-------- Text

Jupyter on Azure (Work in Progress)
By Sébastien Boisgérault, Mines ParisTech, under CC BY-NC-SA 4.0
July 27, 2017
Contents
Getting Started
Create a Microsoft account if you don’t already have one.
Go to the Microsoft Azure Notebooks web site and sign in.
Select “Libraries” in the navigation bar (libraries are groups of related notebooks) and create a new library named “Sandbox”.
Create a new notebook named “My First Notebook.ipynb” in the Sandbox library, or upload an existing one. For this article, I will use a new Python 2.7 notebook.
Start the notebook.
The Azure Platform
To explore the Azure plaform hosting the Jupyter notebook, we will issue some shell commands; the simplest way to do that if from within a Python notebook is to type the command in a cell, prefixed with an exclamation point1.
First of all, Azure notebooks are hosted on Linux (Debian-based) machine:
>>> import platform
>>> platform.system()
'Linux'
>>> platform.platform()
'Linux-4.4.0-81-generic-x86_64-with-debian-stretch-sid'
The distribution used is the latest LTS version of Ubuntu: Xenial Xerus.
>>> !cat /etc/lsb-release
DISTRIB_ID=Ubuntu
DISTRIB_RELEASE=16.04
DISTRIB_CODENAME=xenial
DISTRIB_DESCRIPTION="Ubuntu 16.04.2 LTS"
The notebook is actually running within a Docker container:
>>> import os.path
>>> os.path.isfile("/.dockerenv")
True
What it means concretely is that when you start – or restart – a notebook, you are likely to wait for a couple of seconds while Azure is provisioning a new container. As far as I can tell, container instances are shared between notebooks in the same library, but not across libraries.
The processor specs are:
>> !lscpu | grep "Model name"
Model name: Intel(R) Xeon(R) CPU E5-2673 v3 @ 2.40GHz
PassMark gives this CPU a mark of 16.904; this is far better than the laptop I am working on, so I guess that performance is uniquely to be an issue.
Data Management
If you use the Jupyter Notebook App, which executes the notebooks on your computer, or if you have deployed a JupyterHub server, the input data that you use for your notebooks, the ouput data that they may produce and the notebooks themselves are in the same filesystem, probably organized into directories, one for each projects.
Things are different for Azure notebooks, where notebooks and data are handled separately. Notebook files (with the .ipynb
extension) are stored permanently and associated to your Microsoft account; they can be managed from the Libraries view and/or from the dashboard. You can also download/upload them if you loke but this is not mandatory. However, you will not find them in the filesystem accessible in the notebook 2.
Your data files on the other hand – anything that is in the notebook filesystem – is ephemeral and will be lost when your library container is shut down. Consequently:
If your notebook requires some input data, you need to check that it’s available before you execute the notebook, or “rehydrate” your filesystem, upload this data again.
If your notebook produces some output data that you want to keep, you need to download it.
For both steps there are several options available.

----------------
-------- Dataset entries

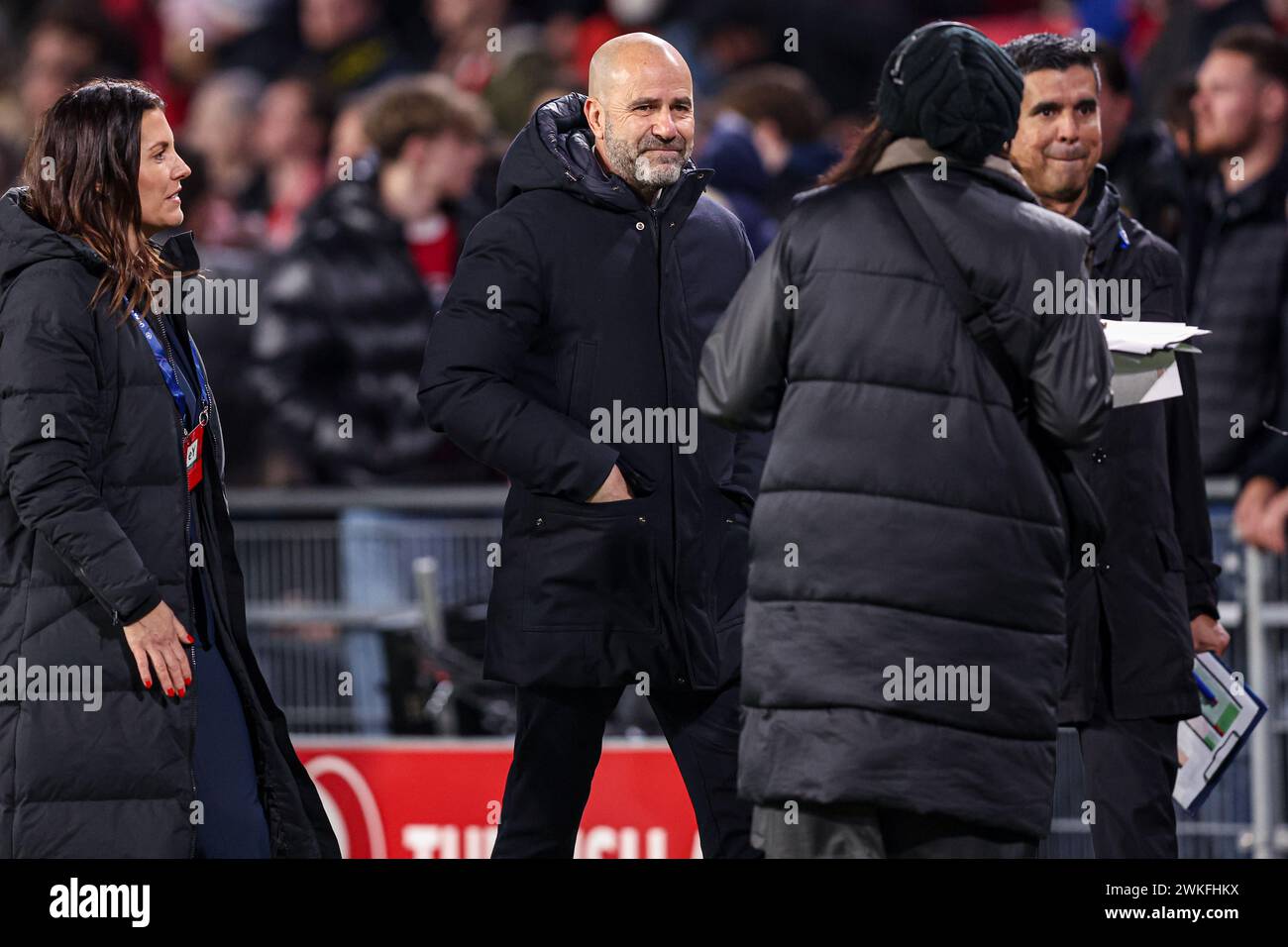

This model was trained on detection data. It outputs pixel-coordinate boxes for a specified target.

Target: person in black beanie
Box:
[698,23,1112,858]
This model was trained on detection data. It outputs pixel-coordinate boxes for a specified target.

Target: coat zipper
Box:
[158,317,196,858]
[166,322,280,857]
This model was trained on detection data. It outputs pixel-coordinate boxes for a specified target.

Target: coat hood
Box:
[0,187,103,283]
[0,187,201,286]
[496,93,711,213]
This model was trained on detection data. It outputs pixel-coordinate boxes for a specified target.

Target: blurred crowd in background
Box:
[0,0,1288,485]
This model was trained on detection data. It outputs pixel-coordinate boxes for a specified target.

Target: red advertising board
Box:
[292,737,702,858]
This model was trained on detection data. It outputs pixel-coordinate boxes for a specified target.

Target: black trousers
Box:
[1078,674,1180,858]
[492,682,761,858]
[1076,603,1180,858]
[751,802,1038,858]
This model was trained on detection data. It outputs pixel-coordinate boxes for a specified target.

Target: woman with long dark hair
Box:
[0,80,339,858]
[698,22,1112,858]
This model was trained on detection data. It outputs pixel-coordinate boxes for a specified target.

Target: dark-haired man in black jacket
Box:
[1006,34,1229,858]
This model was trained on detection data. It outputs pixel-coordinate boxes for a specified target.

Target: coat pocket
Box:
[712,489,751,626]
[523,494,658,633]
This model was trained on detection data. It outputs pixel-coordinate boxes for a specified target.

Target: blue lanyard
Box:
[130,310,210,436]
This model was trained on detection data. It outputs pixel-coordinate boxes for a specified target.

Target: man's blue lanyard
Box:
[130,310,210,437]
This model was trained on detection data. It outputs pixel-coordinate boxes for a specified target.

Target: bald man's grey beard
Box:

----------------

What to do:
A - Write out the passage of the Jupyter on Azure article starting with "Model name: Intel(R)" and going on through "for each projects.".
B - According to the Jupyter on Azure article, which Ubuntu release do Azure notebooks run on?
C - Drawing on the Jupyter on Azure article, explain why you must download any output data from an Azure notebook that you want to keep.

Answers:
A -
Model name: Intel(R) Xeon(R) CPU E5-2673 v3 @ 2.40GHz
PassMark gives this CPU a mark of 16.904; this is far better than the laptop I am working on, so I guess that performance is uniquely to be an issue.
Data Management
If you use the Jupyter Notebook App, which executes the notebooks on your computer, or if you have deployed a JupyterHub server, the input data that you use for your notebooks, the ouput data that they may produce and the notebooks themselves are in the same filesystem, probably organized into directories, one for each projects.

B - Ubuntu 16.04 LTS (Xenial Xerus), shown as "Ubuntu 16.04.2 LTS".

C - Data files in the notebook filesystem are ephemeral and are lost when the library container shuts down. Only notebook files are stored permanently with the Microsoft account, so output data survives only if you download it.